WHAT TO WORK ON: Extract, character for character, the lines running from the first one through the line that holds "[[[271,0],[274,64],[319,58],[349,72],[386,69],[400,56],[398,0]]]", both ends included.
[Start]
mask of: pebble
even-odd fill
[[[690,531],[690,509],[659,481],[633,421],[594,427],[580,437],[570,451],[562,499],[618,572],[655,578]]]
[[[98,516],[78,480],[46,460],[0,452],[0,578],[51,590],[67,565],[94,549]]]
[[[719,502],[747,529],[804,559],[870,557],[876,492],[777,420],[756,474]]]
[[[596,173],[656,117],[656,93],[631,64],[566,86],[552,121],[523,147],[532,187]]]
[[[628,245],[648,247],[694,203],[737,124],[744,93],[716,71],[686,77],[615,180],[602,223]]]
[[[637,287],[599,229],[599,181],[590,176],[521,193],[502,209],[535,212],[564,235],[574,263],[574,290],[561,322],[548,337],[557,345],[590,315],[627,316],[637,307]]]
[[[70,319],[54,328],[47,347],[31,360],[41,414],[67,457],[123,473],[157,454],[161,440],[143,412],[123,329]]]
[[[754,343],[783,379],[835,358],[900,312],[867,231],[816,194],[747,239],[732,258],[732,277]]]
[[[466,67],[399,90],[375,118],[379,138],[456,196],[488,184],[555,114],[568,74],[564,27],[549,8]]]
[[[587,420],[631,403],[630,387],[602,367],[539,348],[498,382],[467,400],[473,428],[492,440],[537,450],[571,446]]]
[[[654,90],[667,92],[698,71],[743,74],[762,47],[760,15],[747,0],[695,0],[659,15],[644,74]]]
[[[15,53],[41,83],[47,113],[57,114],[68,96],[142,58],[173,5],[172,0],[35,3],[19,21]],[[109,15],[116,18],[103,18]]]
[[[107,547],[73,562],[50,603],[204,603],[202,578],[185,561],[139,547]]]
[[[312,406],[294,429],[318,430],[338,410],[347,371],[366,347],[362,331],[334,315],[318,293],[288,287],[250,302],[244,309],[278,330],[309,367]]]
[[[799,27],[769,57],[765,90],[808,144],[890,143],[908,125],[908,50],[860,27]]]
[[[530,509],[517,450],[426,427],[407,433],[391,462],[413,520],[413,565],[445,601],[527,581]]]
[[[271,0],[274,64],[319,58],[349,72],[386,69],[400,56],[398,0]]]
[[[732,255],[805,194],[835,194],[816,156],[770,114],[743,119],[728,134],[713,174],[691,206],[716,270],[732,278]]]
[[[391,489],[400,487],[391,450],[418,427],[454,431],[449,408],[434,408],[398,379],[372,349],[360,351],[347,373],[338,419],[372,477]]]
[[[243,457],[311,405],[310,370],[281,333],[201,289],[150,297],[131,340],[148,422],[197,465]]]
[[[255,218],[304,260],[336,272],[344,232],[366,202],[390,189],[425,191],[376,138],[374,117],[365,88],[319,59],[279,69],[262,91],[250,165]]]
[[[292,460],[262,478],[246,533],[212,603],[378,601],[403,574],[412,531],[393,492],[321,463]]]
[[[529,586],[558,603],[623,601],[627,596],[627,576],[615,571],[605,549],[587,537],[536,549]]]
[End]
ANSWER TO THE PROBLEM:
mask of: pebble
even-odd fill
[[[690,531],[690,509],[659,481],[633,421],[594,427],[580,437],[570,451],[562,499],[618,572],[655,578]]]
[[[98,516],[78,480],[46,460],[0,452],[0,578],[51,590],[67,565],[94,549]]]
[[[719,502],[747,529],[804,559],[870,557],[876,492],[777,420],[756,474]]]
[[[596,173],[656,117],[656,93],[631,64],[566,86],[552,121],[523,147],[532,187]]]
[[[628,245],[648,247],[694,203],[737,124],[744,93],[716,71],[686,77],[615,180],[602,223]]]
[[[637,287],[599,229],[599,181],[590,176],[521,193],[502,209],[535,212],[564,235],[574,263],[574,290],[561,322],[548,337],[557,345],[590,315],[627,316],[637,307]]]
[[[70,319],[54,328],[47,347],[31,360],[41,414],[67,457],[123,473],[157,454],[161,440],[143,412],[123,329]]]
[[[754,343],[783,379],[835,358],[900,312],[867,231],[816,194],[747,239],[732,258],[732,277]]]
[[[466,67],[399,90],[375,118],[379,138],[456,196],[488,184],[555,114],[568,74],[564,27],[549,8]]]
[[[587,420],[631,403],[630,387],[602,367],[539,348],[498,382],[467,400],[473,428],[492,440],[537,450],[571,446]]]
[[[654,90],[667,92],[698,71],[743,74],[762,47],[760,15],[747,0],[695,0],[659,15],[644,74]]]
[[[15,53],[41,83],[47,113],[57,114],[68,96],[142,58],[173,5],[172,0],[35,3],[19,21]],[[109,15],[116,18],[103,18]]]
[[[107,547],[73,562],[50,603],[204,603],[202,578],[185,561],[139,547]]]
[[[312,406],[294,429],[318,430],[338,410],[347,371],[366,347],[362,331],[334,315],[318,293],[288,287],[250,302],[244,309],[278,330],[309,367]]]
[[[799,27],[769,57],[765,90],[808,144],[890,143],[908,125],[908,50],[860,27]]]
[[[530,509],[517,450],[426,427],[407,433],[391,462],[413,520],[413,565],[445,601],[527,581]]]
[[[271,0],[274,64],[319,58],[349,72],[386,69],[400,56],[398,0]]]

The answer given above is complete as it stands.